* **Exercise requirements**: Every line of the listing below is to be duplicated exactly, with the pictures left out.

* **Recorded data**:
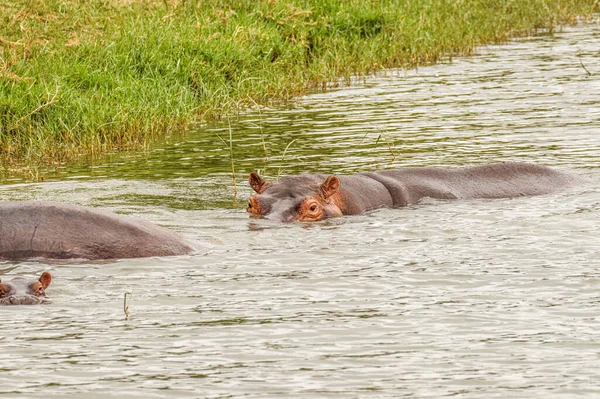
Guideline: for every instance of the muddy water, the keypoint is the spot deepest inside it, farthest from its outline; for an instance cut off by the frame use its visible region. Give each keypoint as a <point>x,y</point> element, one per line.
<point>474,299</point>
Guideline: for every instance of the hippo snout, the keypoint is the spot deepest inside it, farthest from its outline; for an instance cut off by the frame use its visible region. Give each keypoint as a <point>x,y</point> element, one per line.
<point>23,291</point>
<point>23,300</point>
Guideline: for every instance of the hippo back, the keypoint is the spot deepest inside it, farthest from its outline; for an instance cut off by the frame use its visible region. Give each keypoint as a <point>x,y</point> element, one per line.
<point>62,231</point>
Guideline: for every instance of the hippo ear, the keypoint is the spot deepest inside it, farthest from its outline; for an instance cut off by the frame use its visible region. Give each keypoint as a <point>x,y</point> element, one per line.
<point>257,183</point>
<point>45,279</point>
<point>330,187</point>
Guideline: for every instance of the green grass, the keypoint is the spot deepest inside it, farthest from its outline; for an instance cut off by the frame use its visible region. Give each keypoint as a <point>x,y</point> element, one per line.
<point>83,78</point>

* **Answer section**:
Guideline: for every instance of the muddy water, the keypoint is the spot deepest inside it, farthest from its outline; for an instance cut off by the frame use its visible region. Give each keypoint as a <point>x,y</point> element, one per line.
<point>474,299</point>
Guideline: for every instance of the hippo snout, the keypoint is the spot deepest inside it, farthest from its outline; for an instance cut off by the frame use its visible region. Give each keypoint as a <point>x,y</point> element, one per line.
<point>23,291</point>
<point>23,300</point>
Guideline: for every instance of the hippo back, the keypoint is the spot deepest inside it, farthest from its outline; for an instance cut off by the frame use its visible region. Give each keypoint as a <point>x,y</point> element, one per line.
<point>62,231</point>
Guideline: for every instance of the hippo ear, the keypoint is the spot deepest inside it, farthest from its outline; for an instance cut off by the frame use its visible region. Give each keypoint as a <point>x,y</point> element, one per line.
<point>257,183</point>
<point>45,279</point>
<point>330,187</point>
Guideline: for every instance of the green grass, the keypoint is the spot deepest inside it, farthest from its outline; for an instance cut off by the frame use its visible region. Give each keypoint as a <point>x,y</point> element, one per line.
<point>83,78</point>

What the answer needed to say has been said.